International Trade

International Trade

Precious metals drive exports higher in April


A spike in precious metals deliveries drove exports higher in April. With exports up three times in the past four months, Canada has almost fully recovered the ground lost in the final quarter of 2018.

All told, exports grew by 1.3 per cent in April, reaching a total value of $50.7 billion. That growth builds on a strong showing in March when exports rose by more than first thought; initial estimates of a 3.2 per cent increase in exports that month were revised upward to 4.4 per cent. With those increases, Canadian exports have almost fully recovered from their decline in the second half of 2018. Exports are just 1.1 per cent below their July peak.

Even so, the recovery in exports after a prolonged decline means that year-over-year growth has been decidedly sluggish. April’s export totals are about 3.5 per cent higher than they were 12 months ago and through one third of 2019 are tracking 3.7 per cent higher than they were over the January-April period last year.

While they sold more goods abroad in April, Canadians purchased fewer foreign products that month. Imports were down 1.4 per cent compared to March, dropping to $51.7 billion. As a result, Canada’s merchandise trade deficit continued its recent narrowing trend. The trade deficit has shrunk in each of the last four months and now sits at just under $1.0 billion – its lowest level since October.

Prices and Volumes

Movements in both exports and imports were driven by changing sales volumes as opposed to price movements. On the export side, volumes were up 2.0 per cent, while the average price exporters received for their goods fell by about 1.6 per cent. As for imports, volumes dropped by about 1.9 per cent, while a lower exchange rate helped drive import prices up by about 1.5 per cent.

Exports by Product Type

As mentioned earlier, export gains in April were largely driven by precious metals. Precious metals exports – which are typically volatile from one month to the next – jumped by more than 38 per cent in April. That increase (of about $660 million) accounted for just over 100 per cent of Canada’s export gains that month ($655 million).

Otherwise, it was a mixed bag – of the 10 other main product categories, five were higher and five, lower. On the positive side, higher wheat shipments drove agriculture exports up by 5.1 per cent ($163 million), while raw metals and minerals exports increased by 5.8 per cent ($92 million). On the negative side, motor vehicles and parts exports gave back almost all the gains made in March, falling by 4.6 per cent ($357 million). Meanwhile, weaker prices drove the value of energy and forest products lower.

*Raw data*.

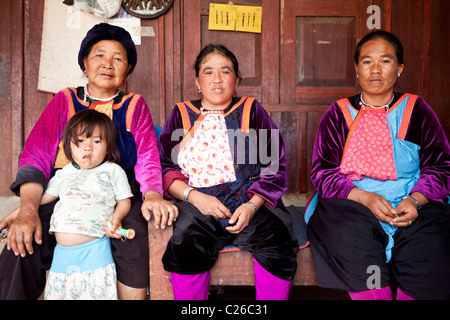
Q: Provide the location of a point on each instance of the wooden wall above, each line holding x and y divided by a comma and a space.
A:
297, 66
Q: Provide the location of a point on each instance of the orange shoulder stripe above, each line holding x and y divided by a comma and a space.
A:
130, 110
344, 103
245, 124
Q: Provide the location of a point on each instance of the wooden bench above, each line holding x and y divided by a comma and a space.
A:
231, 269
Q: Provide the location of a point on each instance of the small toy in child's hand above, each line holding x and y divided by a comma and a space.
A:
127, 233
3, 234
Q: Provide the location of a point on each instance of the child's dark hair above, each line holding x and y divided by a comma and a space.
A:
83, 123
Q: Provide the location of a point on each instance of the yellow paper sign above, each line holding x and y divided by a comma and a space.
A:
230, 17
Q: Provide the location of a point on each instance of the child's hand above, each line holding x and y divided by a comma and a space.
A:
115, 224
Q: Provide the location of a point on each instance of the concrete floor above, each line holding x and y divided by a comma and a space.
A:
7, 204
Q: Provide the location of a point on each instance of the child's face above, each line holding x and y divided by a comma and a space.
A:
90, 152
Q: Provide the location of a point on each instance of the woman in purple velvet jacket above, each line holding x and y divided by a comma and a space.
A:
107, 56
224, 162
381, 168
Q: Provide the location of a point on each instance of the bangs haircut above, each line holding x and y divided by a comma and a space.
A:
83, 124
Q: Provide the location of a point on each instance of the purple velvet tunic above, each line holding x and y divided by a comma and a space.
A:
266, 176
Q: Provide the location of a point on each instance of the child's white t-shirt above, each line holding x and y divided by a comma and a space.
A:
87, 197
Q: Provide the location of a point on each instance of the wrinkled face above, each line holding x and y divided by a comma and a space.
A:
378, 68
89, 152
106, 67
217, 80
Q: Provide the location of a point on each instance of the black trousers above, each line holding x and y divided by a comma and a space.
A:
348, 246
197, 240
24, 278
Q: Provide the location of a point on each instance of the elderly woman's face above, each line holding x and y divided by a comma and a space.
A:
106, 68
378, 68
217, 81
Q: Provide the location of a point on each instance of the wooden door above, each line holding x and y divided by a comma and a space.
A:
300, 63
317, 42
257, 53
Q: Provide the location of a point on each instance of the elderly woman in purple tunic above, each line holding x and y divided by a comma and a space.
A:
107, 56
381, 168
224, 162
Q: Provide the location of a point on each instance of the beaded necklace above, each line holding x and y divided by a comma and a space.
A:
362, 103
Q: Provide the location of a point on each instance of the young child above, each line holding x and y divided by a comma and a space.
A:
92, 189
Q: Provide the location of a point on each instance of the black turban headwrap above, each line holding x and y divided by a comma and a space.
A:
105, 31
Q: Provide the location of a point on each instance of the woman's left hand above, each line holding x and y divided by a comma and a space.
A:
242, 217
164, 212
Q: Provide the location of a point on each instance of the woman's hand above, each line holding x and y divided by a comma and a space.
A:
26, 226
407, 210
406, 213
242, 217
209, 205
164, 212
376, 203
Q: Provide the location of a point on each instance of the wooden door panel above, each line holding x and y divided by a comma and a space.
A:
317, 42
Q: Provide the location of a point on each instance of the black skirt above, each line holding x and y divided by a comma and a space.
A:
348, 247
197, 240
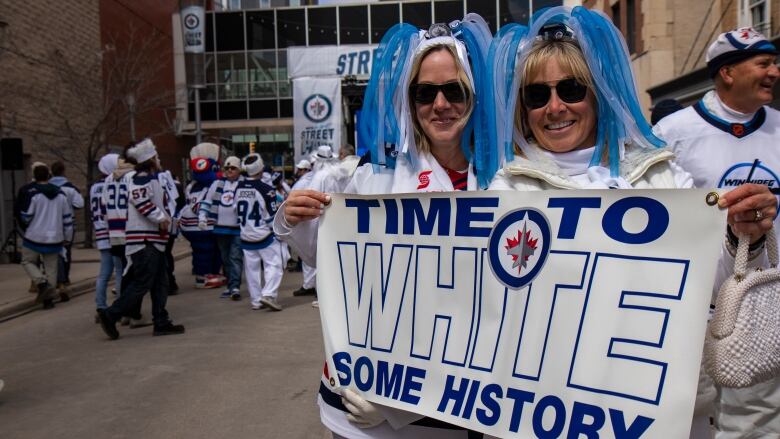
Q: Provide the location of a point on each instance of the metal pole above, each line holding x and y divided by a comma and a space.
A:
198, 133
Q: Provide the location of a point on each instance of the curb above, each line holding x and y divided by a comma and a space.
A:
24, 306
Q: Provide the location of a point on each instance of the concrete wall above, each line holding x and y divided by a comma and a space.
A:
50, 82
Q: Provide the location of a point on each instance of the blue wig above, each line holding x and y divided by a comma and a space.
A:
620, 118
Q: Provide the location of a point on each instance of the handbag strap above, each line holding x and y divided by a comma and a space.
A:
740, 264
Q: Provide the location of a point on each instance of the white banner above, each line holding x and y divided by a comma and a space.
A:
316, 115
194, 27
330, 60
522, 314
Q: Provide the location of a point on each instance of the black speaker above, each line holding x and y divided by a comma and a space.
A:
12, 157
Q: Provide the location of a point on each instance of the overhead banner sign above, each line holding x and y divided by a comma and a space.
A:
193, 19
330, 60
522, 314
316, 115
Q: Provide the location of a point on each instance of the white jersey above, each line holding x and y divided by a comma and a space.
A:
146, 209
48, 218
194, 194
98, 211
114, 198
723, 154
255, 208
218, 205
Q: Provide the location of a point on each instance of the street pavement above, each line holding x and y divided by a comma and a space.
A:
235, 373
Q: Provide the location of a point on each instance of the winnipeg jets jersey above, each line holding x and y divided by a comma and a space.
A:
195, 193
98, 211
723, 154
147, 208
218, 205
49, 219
115, 201
255, 209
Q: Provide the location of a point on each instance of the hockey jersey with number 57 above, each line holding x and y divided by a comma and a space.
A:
255, 208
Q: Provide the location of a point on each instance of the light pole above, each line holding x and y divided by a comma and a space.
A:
130, 101
193, 16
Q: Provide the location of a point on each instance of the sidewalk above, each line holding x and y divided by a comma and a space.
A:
15, 299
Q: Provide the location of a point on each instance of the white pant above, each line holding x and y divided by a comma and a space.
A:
271, 259
309, 276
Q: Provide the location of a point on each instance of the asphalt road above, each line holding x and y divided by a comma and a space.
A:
235, 373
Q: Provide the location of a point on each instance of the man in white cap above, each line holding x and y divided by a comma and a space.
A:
728, 138
218, 206
148, 222
108, 263
255, 207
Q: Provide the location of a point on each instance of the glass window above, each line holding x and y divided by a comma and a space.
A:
208, 64
353, 25
262, 90
290, 27
231, 68
322, 26
285, 107
486, 9
262, 66
231, 91
514, 11
447, 11
417, 14
208, 111
383, 17
230, 31
210, 32
260, 32
208, 93
232, 110
263, 109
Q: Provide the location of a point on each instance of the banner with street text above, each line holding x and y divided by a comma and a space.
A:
316, 115
522, 314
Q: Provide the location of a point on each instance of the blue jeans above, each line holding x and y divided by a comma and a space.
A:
205, 256
232, 258
108, 264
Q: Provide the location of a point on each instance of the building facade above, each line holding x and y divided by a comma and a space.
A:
248, 97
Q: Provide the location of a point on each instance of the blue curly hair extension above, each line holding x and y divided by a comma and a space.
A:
378, 126
620, 118
474, 32
501, 95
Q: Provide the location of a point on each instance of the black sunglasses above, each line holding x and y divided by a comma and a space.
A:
425, 93
568, 90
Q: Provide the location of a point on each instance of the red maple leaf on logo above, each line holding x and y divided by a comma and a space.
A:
526, 252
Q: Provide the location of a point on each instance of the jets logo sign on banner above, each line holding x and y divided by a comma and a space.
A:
536, 314
316, 114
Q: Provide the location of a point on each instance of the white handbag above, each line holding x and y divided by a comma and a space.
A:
742, 346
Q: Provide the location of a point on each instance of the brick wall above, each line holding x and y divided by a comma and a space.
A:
50, 83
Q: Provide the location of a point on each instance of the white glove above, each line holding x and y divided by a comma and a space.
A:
361, 412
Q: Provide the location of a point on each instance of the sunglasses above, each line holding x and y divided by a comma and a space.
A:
568, 90
425, 93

*Work item*. Duplicate the part of the April trade report that runs from "Precious metals drive" up to and including "their July peak.", word for word.

*Exercise answer*.
Precious metals drive exports higher in April


A spike in precious metals deliveries drove exports higher in April. With exports up three times in the past four months, Canada has almost fully recovered the ground lost in the final quarter of 2018.

All told, exports grew by 1.3 per cent in April, reaching a total value of $50.7 billion. That growth builds on a strong showing in March when exports rose by more than first thought; initial estimates of a 3.2 per cent increase in exports that month were revised upward to 4.4 per cent. With those increases, Canadian exports have almost fully recovered from their decline in the second half of 2018. Exports are just 1.1 per cent below their July peak.